Document segment:
┌──
Working at a garden center, a big part of my job is providing gardening advice by answering questions about plant biology and science in general. Here are some frequently asked questions:
"How often should I water?"
When your plant is dry. I don't intend that to be flippant, that's the most accurate short answer. Different plants have different requirements for watering based on anatomy, rate of photosynthesis, and environmental factors. Succulents and cactus store water in their leaves and stems and therefore require less frequent watering. Plants that receive more light require more water for two reasons: (1) more light causes more photosynthesis to take place, which uses more water and (2) more light means faster evaporation of water from the soil's surface and from the plant's leaves. Plants receive more light in the summer than the winter, so more water is needed in the summer than the winter. Temperature, humidity, and soil composition all affect a plant's need for water too and House Plant Journal offers a more detailed explanation of these factors.
└──
Work to be completed: Continue the garden center FAQ text from where it stops.

Dataset entries:
┌──
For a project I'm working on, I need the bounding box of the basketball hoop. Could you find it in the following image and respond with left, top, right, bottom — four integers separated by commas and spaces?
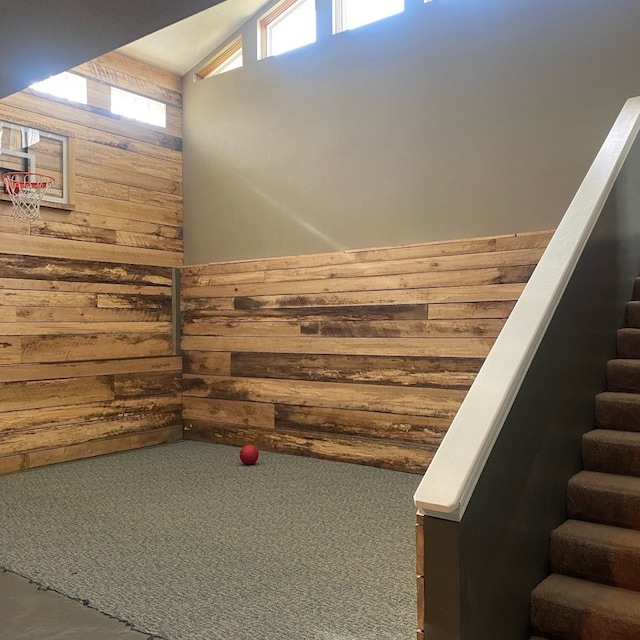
2, 171, 55, 220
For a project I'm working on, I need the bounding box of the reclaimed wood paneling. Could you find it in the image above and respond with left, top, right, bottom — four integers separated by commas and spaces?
0, 53, 184, 473
181, 232, 551, 473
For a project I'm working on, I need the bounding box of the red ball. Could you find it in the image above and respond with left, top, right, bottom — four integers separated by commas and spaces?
240, 444, 260, 464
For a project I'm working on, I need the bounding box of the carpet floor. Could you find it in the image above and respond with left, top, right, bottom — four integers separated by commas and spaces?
0, 442, 420, 640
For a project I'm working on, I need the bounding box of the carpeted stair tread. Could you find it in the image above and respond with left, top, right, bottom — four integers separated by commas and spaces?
551, 520, 640, 591
582, 429, 640, 477
596, 391, 640, 431
567, 471, 640, 528
618, 327, 640, 359
531, 574, 640, 640
607, 358, 640, 393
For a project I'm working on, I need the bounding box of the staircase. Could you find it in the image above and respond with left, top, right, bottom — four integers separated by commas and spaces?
531, 298, 640, 640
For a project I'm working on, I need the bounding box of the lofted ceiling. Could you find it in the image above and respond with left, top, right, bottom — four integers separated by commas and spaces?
118, 0, 269, 76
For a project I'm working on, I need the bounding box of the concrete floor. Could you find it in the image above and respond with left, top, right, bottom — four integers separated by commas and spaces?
0, 570, 149, 640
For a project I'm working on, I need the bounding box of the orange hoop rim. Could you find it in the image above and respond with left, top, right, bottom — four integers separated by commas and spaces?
2, 171, 55, 190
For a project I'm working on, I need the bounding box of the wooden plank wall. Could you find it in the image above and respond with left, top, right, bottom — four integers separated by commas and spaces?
181, 232, 551, 473
0, 53, 183, 472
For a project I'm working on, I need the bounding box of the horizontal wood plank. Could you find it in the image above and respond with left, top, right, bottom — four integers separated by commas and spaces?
183, 374, 465, 418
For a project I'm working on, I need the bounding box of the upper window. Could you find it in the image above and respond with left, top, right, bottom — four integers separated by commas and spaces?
196, 36, 243, 80
333, 0, 404, 33
258, 0, 316, 58
111, 87, 167, 127
30, 71, 87, 104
└──
Reply to the task:
As you get to know your plants, you will learn how to "speak their language." Obviously, a wilted plant is desperate for water. Thirsty foliage plants will begin to droop and succulents will wrinkle when they need a drink. For many plants (but not all), a good way to tell if it needs water is to stick your finger into the soil and feel if it is wet or dry. Above all, it is best to do your research about the specific watering needs of specific plants.
"Which houseplants improve indoor air quality?"
All of them. No wait, none of them. Yes, I mean, none of them.
All plants engage in photosynthesis, which captures carbon dioxide and produces oxygen. Since we humans breathe in oxygen and expel carbon dioxide, it's the Earth's biomass of plants that make our lives even possible! So if you interpret "improving indoor air quality" in this way, the answer to the "which houseplants..." question is all of them. But if you are seeking specific plants to remove specific volatile organic compounds (VOCs) from indoor air, I have more questions than answers.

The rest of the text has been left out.